→ **WHAT TO DO**:
a: In the text on chat-bot personas and memory, what persona might business professionals choose?
b: Continue the text on chat-bot personas and memory from the point where it stops.

→ **TEXT SECTION**:

[Start of section]

Instead, perhaps the user should choose the persona they want the chat-bot to embody instead, and then stick to that — like a voice you choose for Waze guidance. Most students should interact with the persona of a helpful and patient personal tutor during school hours. In their off-time, perhaps they might choose a persona with informal hiphop slang for entertainment value, but it wouldn’t assist their learning goals as well. Business professionals might choose a persona of an executive assistant. More importantly, the chat-bot actually needs to stick to these roles and act the part. A professional tutor doesn’t just take offense at being challenged and then refuse to discuss the topic further — that would be unprofessional.
ChatBot designers should look up a “miss-manners” book on polite human behavior (or a Dale Carnegie class) and in most cases have their bots behave that way. It’s OK if the bot introduces themselves as “an artificial-human”, or a “simulation”, or a “digital assistant”, but they should still strive to be as human as they can be. In summary: we don’t want them to impersonate a real human, but we still want them to be human.

Imagine if a tutor asked you if they should be more “balanced”.

The Role of Memory and Relationship-Building
Human history (and pre-history) is based around stories. Those stories relate to human interactions, communications, and events. Being able to remember people’s faces, names, life events, goals, preferences and other nuances is an important part of EQ and successful social interactions.
Currently Bing Chat (and to a lesser extent ChatGPT) doesn’t have much of a memory of what came before. It loses track of what was last discussed after a day of being away. It gives the wrong suggested responses based on new questions (see below). ChatGPT was able to compare and contrast things from the previous discussion, but Bing failed this when I tested it.

[End of section]

→ **LISTED RECORDS**:
[Start of section]

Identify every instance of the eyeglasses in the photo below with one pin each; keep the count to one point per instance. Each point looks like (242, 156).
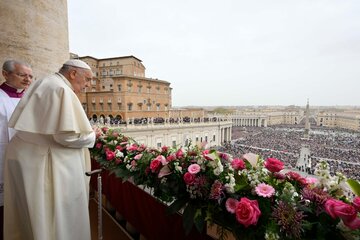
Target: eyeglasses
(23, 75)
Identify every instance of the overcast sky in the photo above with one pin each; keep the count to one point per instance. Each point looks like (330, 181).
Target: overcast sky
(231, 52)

[End of section]

→ **ANSWERS BY TASK**:
a: The persona of an executive assistant.

b:
If Bing Chat wants to be taken seriously as an advisor, it needs to know who you are. It needs a complete, accurate history of everything you’ve talked about and every preference you’ve stated. It needs to pick up where you last left off. It needs to learn from you and slowly evolve into the perfect assistant for you over time. It needs to gain your trust and maintain its reputation. It needs to become more accurate, insightful, and personalized over time. Many of these things are probably currently feasible and are actually much less complex than making a coherent argument about nuclear deterrence policies.

Bing doesn’t remember what it was talking about. After leaving it for a day it got very confused. It couldn’t process new questions (e.g. orange food), then it provided suggested responses that related to the prior topic instead (e.g. abolished immediately), then it claimed it didn’t know what I was referring to, then it suggested “animal testing” as a further topic, which is completely random. If a human did this to me I would ask to talk to a manager, or think they were mentally unstable.

Conclusion

This article has combined a UX expert and heuristic review of Bing (often contrasted with ChatGPT), with a broader discussion of how the product interacts with users, and what it might be able to do in the future.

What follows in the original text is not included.